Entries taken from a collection
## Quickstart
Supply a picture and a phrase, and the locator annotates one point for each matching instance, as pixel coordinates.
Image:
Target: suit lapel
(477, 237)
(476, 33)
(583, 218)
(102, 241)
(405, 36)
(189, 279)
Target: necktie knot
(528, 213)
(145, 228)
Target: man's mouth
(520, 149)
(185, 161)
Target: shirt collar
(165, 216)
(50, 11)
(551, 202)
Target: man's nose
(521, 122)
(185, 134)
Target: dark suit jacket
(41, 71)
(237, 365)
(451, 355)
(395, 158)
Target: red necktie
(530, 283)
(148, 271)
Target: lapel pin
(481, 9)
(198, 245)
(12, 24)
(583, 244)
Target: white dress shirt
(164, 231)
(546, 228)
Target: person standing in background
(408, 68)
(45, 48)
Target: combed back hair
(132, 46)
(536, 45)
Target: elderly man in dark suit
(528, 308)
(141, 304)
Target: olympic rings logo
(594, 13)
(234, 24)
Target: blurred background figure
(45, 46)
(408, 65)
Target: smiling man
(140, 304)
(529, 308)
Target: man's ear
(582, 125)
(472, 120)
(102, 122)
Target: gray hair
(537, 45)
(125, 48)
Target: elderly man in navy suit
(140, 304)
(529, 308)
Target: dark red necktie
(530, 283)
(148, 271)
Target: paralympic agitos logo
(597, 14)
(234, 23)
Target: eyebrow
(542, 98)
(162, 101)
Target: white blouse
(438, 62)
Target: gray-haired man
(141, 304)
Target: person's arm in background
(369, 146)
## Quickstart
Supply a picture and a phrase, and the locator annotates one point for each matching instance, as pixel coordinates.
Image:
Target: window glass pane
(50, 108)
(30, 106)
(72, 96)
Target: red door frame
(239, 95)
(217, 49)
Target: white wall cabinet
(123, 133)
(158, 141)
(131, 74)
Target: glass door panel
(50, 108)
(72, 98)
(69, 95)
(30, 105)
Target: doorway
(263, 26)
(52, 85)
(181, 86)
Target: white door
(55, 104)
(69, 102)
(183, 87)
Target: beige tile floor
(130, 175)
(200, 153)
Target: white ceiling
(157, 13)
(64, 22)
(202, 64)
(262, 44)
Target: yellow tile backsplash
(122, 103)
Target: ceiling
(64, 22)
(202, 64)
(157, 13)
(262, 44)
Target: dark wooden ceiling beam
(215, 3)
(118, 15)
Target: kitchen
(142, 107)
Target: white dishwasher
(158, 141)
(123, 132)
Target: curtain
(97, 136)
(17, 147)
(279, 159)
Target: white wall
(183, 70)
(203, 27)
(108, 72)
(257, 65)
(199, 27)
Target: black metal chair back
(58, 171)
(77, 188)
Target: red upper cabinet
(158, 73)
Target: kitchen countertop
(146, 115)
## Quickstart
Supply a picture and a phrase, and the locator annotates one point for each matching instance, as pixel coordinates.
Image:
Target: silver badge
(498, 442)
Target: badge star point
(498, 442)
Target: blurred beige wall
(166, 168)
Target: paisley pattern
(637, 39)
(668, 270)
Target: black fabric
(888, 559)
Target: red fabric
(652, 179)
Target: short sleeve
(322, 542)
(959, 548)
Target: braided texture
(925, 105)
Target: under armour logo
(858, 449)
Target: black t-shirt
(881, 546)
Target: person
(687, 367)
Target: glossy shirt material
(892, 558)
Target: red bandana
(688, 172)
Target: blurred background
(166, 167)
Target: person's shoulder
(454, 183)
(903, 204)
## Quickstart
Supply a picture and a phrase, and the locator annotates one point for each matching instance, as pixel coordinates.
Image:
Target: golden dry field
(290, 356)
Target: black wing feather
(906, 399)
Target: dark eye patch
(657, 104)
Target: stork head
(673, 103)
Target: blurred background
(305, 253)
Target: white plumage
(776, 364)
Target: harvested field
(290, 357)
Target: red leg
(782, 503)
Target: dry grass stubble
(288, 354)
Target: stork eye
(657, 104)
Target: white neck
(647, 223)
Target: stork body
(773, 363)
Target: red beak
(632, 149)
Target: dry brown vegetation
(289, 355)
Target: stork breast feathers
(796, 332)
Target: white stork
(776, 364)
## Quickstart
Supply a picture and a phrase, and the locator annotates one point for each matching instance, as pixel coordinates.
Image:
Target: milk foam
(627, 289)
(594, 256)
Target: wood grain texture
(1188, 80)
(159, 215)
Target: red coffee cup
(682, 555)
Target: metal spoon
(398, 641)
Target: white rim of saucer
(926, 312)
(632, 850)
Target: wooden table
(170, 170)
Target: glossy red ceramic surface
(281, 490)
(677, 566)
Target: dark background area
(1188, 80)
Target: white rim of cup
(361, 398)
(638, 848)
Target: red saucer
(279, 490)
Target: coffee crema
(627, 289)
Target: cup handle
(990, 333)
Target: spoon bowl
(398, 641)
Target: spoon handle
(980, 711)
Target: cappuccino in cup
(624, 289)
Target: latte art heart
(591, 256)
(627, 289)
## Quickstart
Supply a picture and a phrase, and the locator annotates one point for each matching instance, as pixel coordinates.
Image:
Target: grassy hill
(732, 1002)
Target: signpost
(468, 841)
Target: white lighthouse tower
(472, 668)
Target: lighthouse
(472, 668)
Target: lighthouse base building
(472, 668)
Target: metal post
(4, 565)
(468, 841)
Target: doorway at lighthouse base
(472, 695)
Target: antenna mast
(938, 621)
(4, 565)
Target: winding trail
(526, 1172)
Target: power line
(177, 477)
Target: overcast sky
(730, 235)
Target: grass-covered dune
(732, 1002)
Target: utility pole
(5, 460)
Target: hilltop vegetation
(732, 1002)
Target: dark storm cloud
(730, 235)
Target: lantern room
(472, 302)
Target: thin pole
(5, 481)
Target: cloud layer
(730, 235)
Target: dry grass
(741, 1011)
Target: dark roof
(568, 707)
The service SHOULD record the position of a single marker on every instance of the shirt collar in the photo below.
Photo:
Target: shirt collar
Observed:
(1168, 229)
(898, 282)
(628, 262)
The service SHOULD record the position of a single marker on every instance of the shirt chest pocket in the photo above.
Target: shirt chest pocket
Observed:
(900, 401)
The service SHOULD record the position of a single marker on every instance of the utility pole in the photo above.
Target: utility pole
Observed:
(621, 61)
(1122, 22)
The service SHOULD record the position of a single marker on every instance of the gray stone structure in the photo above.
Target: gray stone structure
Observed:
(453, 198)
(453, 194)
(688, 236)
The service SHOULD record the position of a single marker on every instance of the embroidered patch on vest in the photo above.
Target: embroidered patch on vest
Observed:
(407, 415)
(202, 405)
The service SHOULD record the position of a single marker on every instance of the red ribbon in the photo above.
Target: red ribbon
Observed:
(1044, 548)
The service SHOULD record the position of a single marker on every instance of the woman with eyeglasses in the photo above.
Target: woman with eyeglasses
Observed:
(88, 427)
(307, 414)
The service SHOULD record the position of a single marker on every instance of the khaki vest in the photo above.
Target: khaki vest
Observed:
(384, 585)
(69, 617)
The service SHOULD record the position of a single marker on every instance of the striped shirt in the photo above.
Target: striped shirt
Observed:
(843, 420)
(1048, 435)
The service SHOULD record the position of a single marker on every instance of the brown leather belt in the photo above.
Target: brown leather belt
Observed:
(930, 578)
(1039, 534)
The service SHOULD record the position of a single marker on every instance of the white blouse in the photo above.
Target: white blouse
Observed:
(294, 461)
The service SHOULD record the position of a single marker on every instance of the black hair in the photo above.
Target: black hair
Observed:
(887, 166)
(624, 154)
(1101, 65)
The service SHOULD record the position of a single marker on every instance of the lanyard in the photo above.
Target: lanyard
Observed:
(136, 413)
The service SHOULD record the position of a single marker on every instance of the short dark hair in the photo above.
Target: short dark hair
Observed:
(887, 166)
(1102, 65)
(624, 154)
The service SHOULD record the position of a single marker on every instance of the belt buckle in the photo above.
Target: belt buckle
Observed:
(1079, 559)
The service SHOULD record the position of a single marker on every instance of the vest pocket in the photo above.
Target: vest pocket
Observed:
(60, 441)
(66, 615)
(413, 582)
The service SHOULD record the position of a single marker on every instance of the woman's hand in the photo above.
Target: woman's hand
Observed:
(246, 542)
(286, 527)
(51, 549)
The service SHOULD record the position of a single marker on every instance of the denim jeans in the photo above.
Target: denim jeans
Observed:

__SHORT PROBLEM__
Transcribe word for word the lines from the one holding "ribbon in the photo above." to the last line of the listing above, inclusive.

__EXERCISE RESPONSE__
The service SHOULD record the position of a single marker on every instance of the red ribbon in the photo above.
Target: red ribbon
Observed:
(1044, 548)
The service SHOULD record the position of a single marker on every instance of the woman with eyeglasses in the photo above.
Target: woman with eyeglasses
Observed:
(88, 427)
(307, 414)
The service SHOULD record the position of a single marker on every instance of the khaki vest in the photo above.
Target: khaki vest
Observed:
(384, 585)
(69, 617)
The service SHOULD record the position of a single marker on every instance of the striped shirt in the photo above.
Target: striped shirt
Observed:
(843, 420)
(1048, 435)
The service SHOULD record the position of a single marker on every instance of the brown leather belt in the photo above.
Target: brown leather belt
Observed:
(930, 578)
(1039, 534)
The service SHOULD record the position of a single marker on every instance of the white blouse in the photo above.
Target: white blouse
Observed:
(294, 461)
The service SHOULD record the position of a single marker on every instance of the black hair in the photo above.
Target: black hair
Observed:
(887, 166)
(624, 154)
(1101, 65)
The service SHOULD record the position of a single marker on every instance of the lanyard in the photo above.
Target: lanyard
Observed:
(136, 413)
The service SHOULD record the position of a single marker on every instance of the short dark hair in the photo above.
Target: short dark hair
Observed:
(887, 166)
(1102, 65)
(624, 154)
The service SHOULD record the position of a single marker on every instance of the belt buckle in the photo above.
Target: belt buckle
Observed:
(1079, 559)
The service SHOULD record the position of a single marker on every instance of the vest pocket in the photo above.
Target: vest pocket
Observed:
(60, 441)
(66, 615)
(413, 582)
The service SHOULD record the position of a single marker on every instance of the woman's hand in the photo above.
Target: woman's hand
Observed:
(246, 542)
(286, 527)
(51, 549)
The service SHOULD record the position of a single marker on every instance of the denim jeans in the photo above.
Target: denim jeans
Observed:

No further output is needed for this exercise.